Hand back the entries below exactly.

____ Material supplied

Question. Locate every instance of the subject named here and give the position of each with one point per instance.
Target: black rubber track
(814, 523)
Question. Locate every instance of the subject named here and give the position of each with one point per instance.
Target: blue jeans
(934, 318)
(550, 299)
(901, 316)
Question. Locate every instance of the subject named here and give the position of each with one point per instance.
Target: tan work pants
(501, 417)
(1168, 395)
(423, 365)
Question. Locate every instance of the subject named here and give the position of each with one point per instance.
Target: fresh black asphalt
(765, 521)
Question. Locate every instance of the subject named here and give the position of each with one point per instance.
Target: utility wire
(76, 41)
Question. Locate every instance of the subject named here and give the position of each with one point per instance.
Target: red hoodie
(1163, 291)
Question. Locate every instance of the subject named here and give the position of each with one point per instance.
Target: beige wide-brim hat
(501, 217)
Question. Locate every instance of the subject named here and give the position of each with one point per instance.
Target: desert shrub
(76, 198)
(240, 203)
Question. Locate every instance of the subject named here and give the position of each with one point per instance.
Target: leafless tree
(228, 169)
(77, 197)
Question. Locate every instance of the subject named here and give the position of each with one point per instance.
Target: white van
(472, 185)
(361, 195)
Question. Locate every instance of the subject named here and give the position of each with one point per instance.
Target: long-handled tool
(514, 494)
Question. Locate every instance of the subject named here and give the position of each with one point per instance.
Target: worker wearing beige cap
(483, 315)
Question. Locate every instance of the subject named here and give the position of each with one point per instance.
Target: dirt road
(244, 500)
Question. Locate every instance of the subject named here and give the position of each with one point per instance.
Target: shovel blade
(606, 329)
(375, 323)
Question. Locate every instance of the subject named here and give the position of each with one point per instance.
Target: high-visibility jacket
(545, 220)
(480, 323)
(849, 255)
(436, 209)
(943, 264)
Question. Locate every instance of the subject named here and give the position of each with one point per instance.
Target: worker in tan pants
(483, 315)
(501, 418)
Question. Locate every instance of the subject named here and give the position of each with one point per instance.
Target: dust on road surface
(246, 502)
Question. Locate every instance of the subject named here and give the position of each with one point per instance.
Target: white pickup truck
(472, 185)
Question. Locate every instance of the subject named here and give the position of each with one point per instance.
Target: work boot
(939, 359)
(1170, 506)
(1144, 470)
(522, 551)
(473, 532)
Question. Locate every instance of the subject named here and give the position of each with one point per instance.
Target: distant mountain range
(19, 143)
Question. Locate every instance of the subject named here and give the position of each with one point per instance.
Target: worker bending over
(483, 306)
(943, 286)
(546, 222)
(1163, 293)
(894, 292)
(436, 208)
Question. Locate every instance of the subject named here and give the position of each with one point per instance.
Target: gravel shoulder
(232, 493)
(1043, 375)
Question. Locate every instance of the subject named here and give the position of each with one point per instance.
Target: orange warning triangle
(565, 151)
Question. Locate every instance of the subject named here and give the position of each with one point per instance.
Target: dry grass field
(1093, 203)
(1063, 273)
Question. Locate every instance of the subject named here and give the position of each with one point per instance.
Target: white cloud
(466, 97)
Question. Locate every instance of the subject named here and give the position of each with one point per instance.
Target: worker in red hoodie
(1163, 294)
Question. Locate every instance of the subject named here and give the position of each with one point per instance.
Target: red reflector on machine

________

__Result of this task__
Question. Locate every instance of the subject named here and give the position of each with one point per instance.
Target: black rubber track
(814, 523)
Question. Locate every instance of the subject named here and give the position of each with one point per instance.
Target: blue jeans
(934, 318)
(550, 299)
(901, 316)
Question. Locate every instance of the subject named here and give the position of each with one point per instance.
Target: tan work pants
(501, 417)
(1168, 395)
(423, 365)
Question. Locate every instance of the subject named here and give the position of each with one point per instance.
Target: fresh black asphalt
(765, 521)
Question. Locate every instance of the subject named here and give the position of each with one point per instance.
Target: utility wire
(76, 41)
Question. Locate every instance of the subject named here and give the position of each with one point per instance.
Target: red hoodie
(1163, 291)
Question. Locate every instance of the subject named here and give the position of each with one point per instance.
Target: beige wide-brim hat
(501, 217)
Question. Locate every instance of the subject named here and give the position of each with one point per instance.
Target: desert shrub
(76, 198)
(240, 203)
Question. Locate every instance of the subject named here and give the position of each with one point per instance.
Target: leafless tree
(228, 169)
(77, 197)
Question. Locate every instance of the subject named here and give the position of each with one point per instance.
Target: white van
(472, 185)
(361, 195)
Question. Locate every instance of the subject named here and give the position of each with one point per instance.
Target: long-handled tool
(514, 494)
Question. Locate every instance of the subject named here and give the position of each with one point per instance.
Target: worker wearing beige cap
(483, 315)
Question. Locate every instance of the subject named here and give the position of each with one point per instance.
Target: dirt road
(244, 500)
Question. Locate every instance of the subject named here and give the position of each with one point per instance.
Target: shovel blade
(606, 329)
(375, 323)
Question. Locate every instance of the subject named here and give the position of each with one point per instance.
Target: high-visibility jacket
(545, 220)
(480, 323)
(849, 255)
(436, 209)
(943, 264)
Question. Locate every instance of the subject named here and give the position of each with one point per instance.
Target: worker in tan pants
(483, 315)
(501, 418)
Question. Locate every instance of the subject named here and give the position of each with one point per instance.
Target: dust on road surface
(246, 502)
Question. Locate every instance of the subject named here and give the position of each with one point per instance.
Target: white pickup truck
(472, 185)
Question. Locate every instance of the subject named here and give the position of each with one point per instance.
Target: work boot
(939, 359)
(1170, 506)
(1144, 470)
(522, 551)
(473, 532)
Question. Locate every instance of the subject named here and give the position of each with one point per instance.
Target: distant mountain range
(19, 143)
Question. Locate every instance of the subject named here and give the position of each with one point per instance.
Target: worker bending over
(483, 306)
(943, 286)
(546, 222)
(1163, 293)
(894, 292)
(436, 208)
Question. Locate every instance of the subject named here and give the position of each with one point per instance.
Target: gravel shoulder
(232, 493)
(1043, 375)
Question. Locate every instance of the subject named here and give the position of each with one point per instance.
Target: orange warning triangle
(565, 151)
Question. Locate every instance of the subject named here and give the position of each with one point per instance.
Target: dry grass field
(1093, 203)
(1063, 273)
Question. Locate every instance of the subject named here and give the position of each with one point per instance.
Target: white cloud
(466, 97)
Question. Locate every instance of the subject named here and give the position of each with one point per instance.
Target: worker in red hoodie
(1163, 294)
Question. Locate every instance of the subject named here and give the position of each with one point per instance.
Target: red reflector on machine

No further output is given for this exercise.